TASK DESCRIPTION ->
After locating the line with "[output] one dot per instance, form <point>1045,227</point>.", reproduce that line and every one following it exactly, up to the end of the entries.

INPUT DATA: Begin

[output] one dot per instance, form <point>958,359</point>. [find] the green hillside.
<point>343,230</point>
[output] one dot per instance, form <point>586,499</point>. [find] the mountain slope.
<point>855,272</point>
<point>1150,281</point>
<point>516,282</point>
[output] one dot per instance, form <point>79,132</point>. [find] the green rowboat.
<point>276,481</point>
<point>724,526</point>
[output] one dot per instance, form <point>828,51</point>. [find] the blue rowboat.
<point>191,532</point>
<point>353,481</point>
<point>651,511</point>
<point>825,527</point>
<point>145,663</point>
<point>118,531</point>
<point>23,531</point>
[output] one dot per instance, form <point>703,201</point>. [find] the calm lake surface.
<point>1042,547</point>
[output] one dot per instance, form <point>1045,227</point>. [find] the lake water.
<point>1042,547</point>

INPUT DATA: End

TASK RESULT ->
[output] one dot per instance, form <point>1045,227</point>. [find] the lake water.
<point>1042,547</point>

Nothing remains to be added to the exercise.